# Exercise objective
Each record must be retyped in full. No character may differ.

# Object pointing dataset rows
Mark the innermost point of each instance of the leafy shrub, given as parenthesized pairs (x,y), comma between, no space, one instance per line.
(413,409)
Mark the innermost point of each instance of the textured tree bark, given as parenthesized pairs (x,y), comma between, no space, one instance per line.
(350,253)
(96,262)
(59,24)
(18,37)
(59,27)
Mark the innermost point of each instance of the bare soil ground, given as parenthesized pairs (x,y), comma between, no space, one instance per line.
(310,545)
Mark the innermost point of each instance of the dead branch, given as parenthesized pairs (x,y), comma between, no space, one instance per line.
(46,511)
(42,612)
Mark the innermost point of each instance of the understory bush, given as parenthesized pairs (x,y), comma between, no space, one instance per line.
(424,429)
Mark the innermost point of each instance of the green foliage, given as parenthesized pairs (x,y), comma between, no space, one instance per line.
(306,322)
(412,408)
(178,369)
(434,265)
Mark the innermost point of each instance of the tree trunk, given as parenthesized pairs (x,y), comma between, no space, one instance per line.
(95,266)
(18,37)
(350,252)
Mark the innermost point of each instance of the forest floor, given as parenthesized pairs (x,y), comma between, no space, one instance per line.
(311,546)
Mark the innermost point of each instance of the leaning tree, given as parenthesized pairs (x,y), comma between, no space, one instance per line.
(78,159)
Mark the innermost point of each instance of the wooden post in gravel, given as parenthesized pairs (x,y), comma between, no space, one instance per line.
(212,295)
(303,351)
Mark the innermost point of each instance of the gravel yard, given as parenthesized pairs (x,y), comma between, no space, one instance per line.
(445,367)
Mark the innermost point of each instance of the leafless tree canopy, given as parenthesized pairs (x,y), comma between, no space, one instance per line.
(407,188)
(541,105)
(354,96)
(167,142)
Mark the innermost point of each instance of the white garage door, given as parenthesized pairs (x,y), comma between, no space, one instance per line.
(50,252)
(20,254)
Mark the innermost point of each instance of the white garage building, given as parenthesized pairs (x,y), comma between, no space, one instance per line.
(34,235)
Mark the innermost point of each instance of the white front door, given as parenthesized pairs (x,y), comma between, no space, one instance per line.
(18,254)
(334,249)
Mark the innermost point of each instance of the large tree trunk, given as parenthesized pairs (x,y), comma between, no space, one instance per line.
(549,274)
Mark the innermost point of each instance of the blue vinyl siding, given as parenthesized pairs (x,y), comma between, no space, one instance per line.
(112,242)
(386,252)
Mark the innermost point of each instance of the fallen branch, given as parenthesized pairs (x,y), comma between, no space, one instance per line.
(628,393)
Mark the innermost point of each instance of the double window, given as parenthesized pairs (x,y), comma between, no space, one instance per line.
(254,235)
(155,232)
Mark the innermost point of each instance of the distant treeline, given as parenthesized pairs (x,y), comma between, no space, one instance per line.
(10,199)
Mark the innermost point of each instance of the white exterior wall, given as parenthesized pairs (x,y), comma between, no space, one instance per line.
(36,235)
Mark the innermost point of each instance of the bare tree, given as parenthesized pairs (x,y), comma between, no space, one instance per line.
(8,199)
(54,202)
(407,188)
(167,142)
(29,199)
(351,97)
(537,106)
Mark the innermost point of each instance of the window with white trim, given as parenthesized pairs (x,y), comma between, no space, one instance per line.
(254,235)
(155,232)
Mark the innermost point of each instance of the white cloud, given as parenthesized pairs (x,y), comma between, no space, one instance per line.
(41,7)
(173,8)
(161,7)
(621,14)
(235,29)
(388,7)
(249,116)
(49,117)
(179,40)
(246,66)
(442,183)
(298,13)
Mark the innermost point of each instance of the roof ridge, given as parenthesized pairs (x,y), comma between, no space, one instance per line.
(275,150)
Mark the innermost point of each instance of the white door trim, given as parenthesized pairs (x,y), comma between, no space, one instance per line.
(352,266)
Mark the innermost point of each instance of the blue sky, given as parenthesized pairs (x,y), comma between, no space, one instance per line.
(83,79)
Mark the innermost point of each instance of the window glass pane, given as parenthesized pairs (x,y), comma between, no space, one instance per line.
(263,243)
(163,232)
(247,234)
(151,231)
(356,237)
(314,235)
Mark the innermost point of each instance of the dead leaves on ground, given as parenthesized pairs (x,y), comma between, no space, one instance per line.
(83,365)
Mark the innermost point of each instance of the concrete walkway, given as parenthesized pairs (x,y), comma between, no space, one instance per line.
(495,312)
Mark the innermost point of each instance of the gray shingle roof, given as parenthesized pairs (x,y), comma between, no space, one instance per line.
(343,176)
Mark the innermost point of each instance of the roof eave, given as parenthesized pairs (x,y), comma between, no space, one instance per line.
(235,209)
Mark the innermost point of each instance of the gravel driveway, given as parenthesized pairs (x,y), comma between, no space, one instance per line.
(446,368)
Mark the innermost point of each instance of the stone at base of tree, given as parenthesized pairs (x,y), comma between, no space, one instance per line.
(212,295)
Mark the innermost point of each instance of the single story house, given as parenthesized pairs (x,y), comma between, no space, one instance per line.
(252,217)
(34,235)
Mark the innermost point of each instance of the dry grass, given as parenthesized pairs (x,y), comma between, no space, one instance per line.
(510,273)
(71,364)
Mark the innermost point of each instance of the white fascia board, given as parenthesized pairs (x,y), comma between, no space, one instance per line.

# Solution for this task
Mark the innermost point of each instance of the leafy shrub, given as parenthesized pairs (x,y), comma between, no space, one instance per line.
(413,409)
Mark the innermost point of each instance of the textured tree bark, given as parenthesized pairs (x,y), comma between, no space, one instance per line.
(350,253)
(96,262)
(59,24)
(18,37)
(59,27)
Mark the innermost point of each instance of the bare soil ground, given as parenthesized pairs (x,y), comma between, no space, one instance per line.
(310,545)
Mark the innermost point of each instance of the dead branch, given as parenthesized pairs (x,y), comma between, no space, one instance per line.
(46,511)
(42,612)
Mark the innermost point of each instance of the understory bush, given as parenthesized pairs (x,y), comma between, no space, one instance per line.
(424,429)
Mark the innermost point of each instance of the green foliage, given as parenthesized pairs (x,y), comma between, no space, one instance per line.
(306,322)
(412,408)
(178,369)
(434,265)
Mark the innermost point of each instance of the tree trunk, given as parenthesized pairs (x,y), comma between, no space, one instance per line.
(95,266)
(18,37)
(350,252)
Mark the innermost point of each instance of the forest floor, given as parenthesized pairs (x,y), comma between, no space, one instance per line.
(311,546)
Mark the innermost point of each instance of the leaning tree, given as parenthesized pairs (x,y), comma between, no space, one instance per line.
(78,159)
Mark the innermost point of each instance of the wooden post in gravel, given as parenthesized pairs (x,y), comma between, no space, one instance per line.
(212,295)
(303,351)
Mark the innermost point of each instance of the gravel yard, given as parenthesized pairs (x,y), comma between, no space, one instance per line.
(445,367)
Mark the innermost point of each instance of the leafless tree canopy, given as parenthesized pairs (x,y), comma between, no space, one instance per line.
(407,188)
(541,105)
(354,96)
(167,142)
Mark the innermost point of each instance of the white garage door, given as parenthesized pairs (x,y), comma between, no space, one instance per line.
(50,252)
(20,254)
Mark the innermost point of each instance of the white garage building, given as parenthesized pairs (x,y), comma between, no space, one instance per line.
(34,235)
Mark the innermost point of each instance of the white front door, given as parenthesized pairs (x,y), comma between, no space, one instance per line.
(18,254)
(334,249)
Mark the innermost point of each instance of the large tree trunk, given as parenthesized pairs (x,y), comma between, no space, one instance per line.
(549,274)
Mark the innermost point of each instance of the blue vinyl siding, given as parenthesized pairs (x,y), comma between, no space, one instance per line.
(112,242)
(386,252)
Mark the innermost point of each instance of the fallen branch, given as parenthesized pairs (x,y), comma between, no space, one instance per line.
(628,393)
Mark the innermost point of each instance of the double window, given as parenthesized pairs (x,y), comma between, no space, one instance per line.
(254,235)
(155,232)
Mark the innermost point of each instance of the distant treeline, given as parenthesized pairs (x,y), comma between, no space, one instance per line.
(10,199)
Mark the innermost point of each instance of the white exterior wall, given as parenthesized pairs (x,y), comma between, no space, one instance per line.
(36,235)
Mark the innermost point of each instance of the bare tree, given as parenthesized pairs (x,y), comma between, no space, one instance per line.
(8,199)
(54,202)
(407,188)
(167,142)
(29,199)
(351,97)
(537,106)
Mark the innermost point of each instance of the window with white trim, given as parenthesized pairs (x,y), comma between, no space, one instance per line.
(254,235)
(155,232)
Mark the innermost point of each instance of the white cloud, given as parenthesized pairs (x,y), comma between, no space, one instance per line.
(41,7)
(173,8)
(161,7)
(621,14)
(235,29)
(388,7)
(249,116)
(49,117)
(179,40)
(246,66)
(442,183)
(298,13)
Mark the innermost point of each instance of the roof ridge, given as parenthesized pairs (x,y), comma between, no space, one instance per line.
(275,150)
Mark the innermost point of each instance of the white door trim, given as parenthesized pairs (x,y), comma between, no space, one instance per line.
(352,266)
Mark the innermost point of each instance of the blue sky, given as parenthesized pairs (x,y), comma between, no space, one instance per line.
(83,79)
Mark the innermost point of each instance of the window glass pane, given as parenthesized pairs (x,y), comma between, no space, one instance per line.
(263,243)
(163,232)
(247,234)
(151,231)
(356,237)
(314,235)
Mark the innermost point of each instance of the dead leaves on ground, given as parenthesized pairs (x,y), comma between, no space, one instance per line.
(83,365)
Mark the innermost point of each instance of the concrete walkway, given as parenthesized pairs (x,y), comma between, no space, one instance per line.
(495,312)
Mark the innermost point of each instance of the gray shingle roof, given as parenthesized pairs (x,y), comma between, no space, one instance per line.
(343,176)
Mark the innermost point of each instance of the roof eave, given as parenthesized pairs (x,y), comma between, no space, one instance per line.
(235,209)
Mark the innermost point of each instance of the gravel driveway, given as parenthesized pairs (x,y), comma between, no space, one instance per line.
(446,368)
Mark the innermost point of each instance of the stone at base of tree, given as parenthesized pairs (x,y), comma between, no space, one instance per line.
(212,295)
Mark the innermost point of each instance of the single story house, given as parenthesized pairs (x,y), comma between, no space, one instance per line.
(252,217)
(34,235)
Mark the innermost point of each instance of the dry grass, given as parenthesized pairs (x,y), comma between, no space, one instance per line.
(510,273)
(71,364)
Mark the innermost point of each instance of the white fascia board, given as parenthesized pairs (x,y), comma between, no space, one instance per line.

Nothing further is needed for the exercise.